__Material for this exercise__:
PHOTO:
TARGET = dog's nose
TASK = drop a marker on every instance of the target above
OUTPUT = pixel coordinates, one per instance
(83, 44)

__Prompt__: Rewrite the material with "instance" replaced by "occurrence" and nothing else changed.

__In response__:
PHOTO:
TARGET = dog's nose
TASK = drop a marker on every occurrence of the target above
OUTPUT = pixel coordinates, one per occurrence
(83, 44)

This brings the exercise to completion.